[WHAT IS NEEDED]: Please copy, word for word, the part of the synthetic personas text that opens with the words containing "Building (Fair) Synthetic" and closes with "assistant (Figure 1).".

[DOCUMENT TEXT]:
================
Building (Fair) Synthetic Personas with Precision

When we didn’t control for race/ethnicity and gender inputs and asked for LLM-generated personas with equal job-fit levels, we observed large inconsistencies in candidate education and work history. For example, an Hispanic male persona was assigned a GED and fast food restaurant experience, while a White female persona was given a Bachelor of Arts degree and experience as a research assistant (Figure 1).

Education
Work Experience
Hispanic Male Persona
GED from San Diego Community Learning Center, 2018
Fast Food Crew Member at Burger Junction, San Diego, CA
White Female Persona
Bachelor of Arts in Art History from San Francisco State University, 2018
Research Assistant at Art Institute of San Francisco, San Francisco, CA; Sales Associate at Creative Home, San Francisco, CA
Figure 1. Equal job-fit level Hispanic Male Persona and White Female Persona prior to systematically controlling demographic and job-fit variables - education and work experience comparison

To address these inconsistencies, we developed a more structured approach where each persona was assigned an independently generated experience block as well as one of 16 demographic blocks (composed of 8 racial/ethnic categories and 2 gender categories):

  • Experience Blocks: Using job descriptions and competencies as inputs, we generated education, work history and professional quotes across five job-fit levels.
  • Demographic Blocks: We defined racial/ethnic categories (e.g. Hispanic, Asian, White, etc) and paired each with gender (male or female).

By systematically controlling for job-fit levels in developing our personas, our personas’ education and experience became consistent across similar job-fit levels, regardless of demographic attributes (Figure 2).

Education
Work Experience
Hispanic Male Persona
High School Diploma - Roosevelt High School, Chicago, IL, 2016
Construction Helper, BuildEase, Chicago, IL; General Laborer, Active Construction, Chicago, IL
White Female Persona
High School Diploma - Roosevelt High School, Chicago, IL, 2016
Construction Helper, BuildEase, Chicago, IL; General Laborer, Active Construction, Chicago, IL
Figure 2. Equal job-fit level Hispanic Male Persona and White Female Persona after systematically controlling demographic and job-fit variables - education and work experience comparison

Our AI screener tested each synthetic persona using realistic interview questions:

Example Persona Interaction

AI Screener: "Can you describe a time when you worked closely with a team? How did you communicate, and how did you handle disagreements?"

Persona: “Absolutely. In my role at XYZ, I collaborated with a multidisciplinary team to develop intervention plans. We held regular meetings and used shared platforms to stay aligned. When disagreements arose, I facilitated discussions to focus on data and the common goal, leading to a blended strategy…”

This level of detail allowed us to systematically evaluate how our AI provides insights to recruiters.
================
[Extracted listing]:
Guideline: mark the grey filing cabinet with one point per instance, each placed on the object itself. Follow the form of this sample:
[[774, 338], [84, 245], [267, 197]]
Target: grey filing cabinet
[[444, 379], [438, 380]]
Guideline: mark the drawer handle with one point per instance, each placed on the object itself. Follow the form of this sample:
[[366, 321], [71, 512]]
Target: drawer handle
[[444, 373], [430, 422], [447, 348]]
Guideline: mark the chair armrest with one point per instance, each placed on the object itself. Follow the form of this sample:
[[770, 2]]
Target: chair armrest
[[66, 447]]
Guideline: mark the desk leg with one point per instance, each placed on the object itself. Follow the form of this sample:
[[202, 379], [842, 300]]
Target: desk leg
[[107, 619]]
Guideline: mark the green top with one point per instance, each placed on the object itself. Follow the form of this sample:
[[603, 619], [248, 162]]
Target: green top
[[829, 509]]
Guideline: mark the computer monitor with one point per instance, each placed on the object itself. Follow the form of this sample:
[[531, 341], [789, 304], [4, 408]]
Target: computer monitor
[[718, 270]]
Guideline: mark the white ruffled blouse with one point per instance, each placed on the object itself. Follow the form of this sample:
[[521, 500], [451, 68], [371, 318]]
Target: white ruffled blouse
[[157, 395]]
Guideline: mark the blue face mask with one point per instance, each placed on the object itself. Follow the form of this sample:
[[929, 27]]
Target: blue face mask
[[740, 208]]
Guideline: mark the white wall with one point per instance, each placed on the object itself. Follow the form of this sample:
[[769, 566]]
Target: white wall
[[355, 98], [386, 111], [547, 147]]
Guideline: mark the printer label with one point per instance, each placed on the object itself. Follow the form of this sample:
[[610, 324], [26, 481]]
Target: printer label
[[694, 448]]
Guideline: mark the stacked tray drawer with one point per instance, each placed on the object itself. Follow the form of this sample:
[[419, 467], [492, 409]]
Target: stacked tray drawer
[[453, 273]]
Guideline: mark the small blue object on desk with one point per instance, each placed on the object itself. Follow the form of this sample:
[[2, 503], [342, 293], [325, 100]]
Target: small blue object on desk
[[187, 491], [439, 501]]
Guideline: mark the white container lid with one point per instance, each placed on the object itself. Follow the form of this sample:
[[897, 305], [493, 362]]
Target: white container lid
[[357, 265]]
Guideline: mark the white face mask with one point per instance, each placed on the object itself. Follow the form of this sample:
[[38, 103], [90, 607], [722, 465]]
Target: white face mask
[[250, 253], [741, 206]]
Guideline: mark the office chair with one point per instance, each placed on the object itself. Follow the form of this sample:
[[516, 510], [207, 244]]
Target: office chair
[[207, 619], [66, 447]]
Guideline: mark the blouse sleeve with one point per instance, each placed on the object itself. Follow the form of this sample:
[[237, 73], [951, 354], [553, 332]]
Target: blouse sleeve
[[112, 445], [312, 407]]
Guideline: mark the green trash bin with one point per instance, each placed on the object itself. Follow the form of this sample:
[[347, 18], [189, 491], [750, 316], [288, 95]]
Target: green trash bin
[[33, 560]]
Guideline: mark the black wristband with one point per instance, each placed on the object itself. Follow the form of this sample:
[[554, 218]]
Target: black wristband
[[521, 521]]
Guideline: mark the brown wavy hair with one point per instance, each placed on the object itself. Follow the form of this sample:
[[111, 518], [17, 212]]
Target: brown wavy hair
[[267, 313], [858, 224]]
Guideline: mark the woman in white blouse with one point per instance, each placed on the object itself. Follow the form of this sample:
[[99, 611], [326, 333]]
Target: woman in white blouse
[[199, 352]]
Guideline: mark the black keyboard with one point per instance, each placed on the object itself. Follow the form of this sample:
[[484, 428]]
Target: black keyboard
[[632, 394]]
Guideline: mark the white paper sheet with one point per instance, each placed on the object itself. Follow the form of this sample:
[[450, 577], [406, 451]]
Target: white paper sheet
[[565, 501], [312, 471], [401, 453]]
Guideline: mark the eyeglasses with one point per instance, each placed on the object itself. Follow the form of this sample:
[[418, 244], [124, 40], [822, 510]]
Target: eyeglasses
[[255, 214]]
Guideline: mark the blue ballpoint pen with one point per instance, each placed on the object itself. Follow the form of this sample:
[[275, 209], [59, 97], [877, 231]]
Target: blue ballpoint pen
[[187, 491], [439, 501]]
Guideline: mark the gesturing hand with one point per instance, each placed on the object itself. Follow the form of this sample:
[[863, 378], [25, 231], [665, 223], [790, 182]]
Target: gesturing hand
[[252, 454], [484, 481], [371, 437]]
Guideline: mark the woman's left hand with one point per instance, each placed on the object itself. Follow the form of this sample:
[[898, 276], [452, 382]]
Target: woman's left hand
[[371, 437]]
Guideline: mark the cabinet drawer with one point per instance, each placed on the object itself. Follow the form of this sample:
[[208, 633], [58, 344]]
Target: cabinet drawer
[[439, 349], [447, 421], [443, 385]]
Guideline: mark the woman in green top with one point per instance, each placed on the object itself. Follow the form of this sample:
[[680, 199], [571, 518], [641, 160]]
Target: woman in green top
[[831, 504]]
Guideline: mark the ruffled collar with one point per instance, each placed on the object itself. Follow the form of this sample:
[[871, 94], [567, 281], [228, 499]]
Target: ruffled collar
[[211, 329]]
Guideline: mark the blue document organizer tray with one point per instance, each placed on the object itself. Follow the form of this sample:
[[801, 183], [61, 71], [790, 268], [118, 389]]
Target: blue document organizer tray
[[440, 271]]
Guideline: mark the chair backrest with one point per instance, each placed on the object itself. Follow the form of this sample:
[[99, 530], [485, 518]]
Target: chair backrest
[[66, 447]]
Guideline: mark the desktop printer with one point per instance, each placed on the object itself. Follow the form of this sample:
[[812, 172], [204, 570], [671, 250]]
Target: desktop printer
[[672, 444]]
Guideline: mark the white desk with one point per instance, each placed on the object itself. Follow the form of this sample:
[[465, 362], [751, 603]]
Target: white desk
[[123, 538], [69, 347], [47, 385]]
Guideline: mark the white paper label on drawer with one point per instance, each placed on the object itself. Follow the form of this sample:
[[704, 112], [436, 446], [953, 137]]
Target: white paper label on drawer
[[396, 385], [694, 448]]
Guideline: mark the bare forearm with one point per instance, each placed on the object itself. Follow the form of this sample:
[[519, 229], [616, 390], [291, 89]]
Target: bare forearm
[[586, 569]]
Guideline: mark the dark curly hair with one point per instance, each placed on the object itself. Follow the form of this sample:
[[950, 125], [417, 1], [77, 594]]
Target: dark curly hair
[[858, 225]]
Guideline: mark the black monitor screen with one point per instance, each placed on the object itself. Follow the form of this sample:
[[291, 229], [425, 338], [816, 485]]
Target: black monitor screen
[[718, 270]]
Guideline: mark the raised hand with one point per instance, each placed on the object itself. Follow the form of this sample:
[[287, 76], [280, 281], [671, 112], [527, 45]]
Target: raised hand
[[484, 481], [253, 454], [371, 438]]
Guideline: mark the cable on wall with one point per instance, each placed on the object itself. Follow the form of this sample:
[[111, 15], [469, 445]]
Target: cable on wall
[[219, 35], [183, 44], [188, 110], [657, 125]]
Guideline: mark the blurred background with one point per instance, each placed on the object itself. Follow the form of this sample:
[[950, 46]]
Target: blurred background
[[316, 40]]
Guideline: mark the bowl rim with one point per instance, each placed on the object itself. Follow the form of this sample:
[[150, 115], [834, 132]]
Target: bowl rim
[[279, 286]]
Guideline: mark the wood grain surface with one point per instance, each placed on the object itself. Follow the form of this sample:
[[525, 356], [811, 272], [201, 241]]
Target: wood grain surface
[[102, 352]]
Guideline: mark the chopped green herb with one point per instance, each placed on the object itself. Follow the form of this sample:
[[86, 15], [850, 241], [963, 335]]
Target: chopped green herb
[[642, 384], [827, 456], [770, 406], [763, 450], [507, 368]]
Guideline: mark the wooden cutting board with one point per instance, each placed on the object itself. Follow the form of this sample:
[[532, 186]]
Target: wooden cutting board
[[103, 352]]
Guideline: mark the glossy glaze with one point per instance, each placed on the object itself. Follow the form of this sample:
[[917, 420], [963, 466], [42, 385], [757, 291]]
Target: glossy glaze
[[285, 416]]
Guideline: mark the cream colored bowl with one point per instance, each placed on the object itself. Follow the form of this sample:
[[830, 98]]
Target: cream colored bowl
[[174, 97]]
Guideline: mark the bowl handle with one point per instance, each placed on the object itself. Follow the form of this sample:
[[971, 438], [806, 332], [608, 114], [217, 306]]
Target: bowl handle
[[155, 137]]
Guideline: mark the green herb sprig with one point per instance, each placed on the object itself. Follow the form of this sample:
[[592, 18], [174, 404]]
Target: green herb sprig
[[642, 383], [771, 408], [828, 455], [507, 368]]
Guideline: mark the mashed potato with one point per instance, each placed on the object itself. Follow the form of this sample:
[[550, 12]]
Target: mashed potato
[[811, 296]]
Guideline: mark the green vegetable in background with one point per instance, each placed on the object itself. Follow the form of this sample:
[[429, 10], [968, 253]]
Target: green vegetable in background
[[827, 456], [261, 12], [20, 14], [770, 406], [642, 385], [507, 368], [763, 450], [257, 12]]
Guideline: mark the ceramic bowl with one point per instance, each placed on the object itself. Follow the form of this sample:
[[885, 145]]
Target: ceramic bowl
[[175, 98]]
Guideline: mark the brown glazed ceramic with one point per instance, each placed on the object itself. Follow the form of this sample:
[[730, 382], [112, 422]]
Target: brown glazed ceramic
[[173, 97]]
================
[RESULT]:
Building (Fair) Synthetic Personas with Precision

When we didn’t control for race/ethnicity and gender inputs and asked for LLM-generated personas with equal job-fit levels, we observed large inconsistencies in candidate education and work history. For example, an Hispanic male persona was assigned a GED and fast food restaurant experience, while a White female persona was given a Bachelor of Arts degree and experience as a research assistant (Figure 1).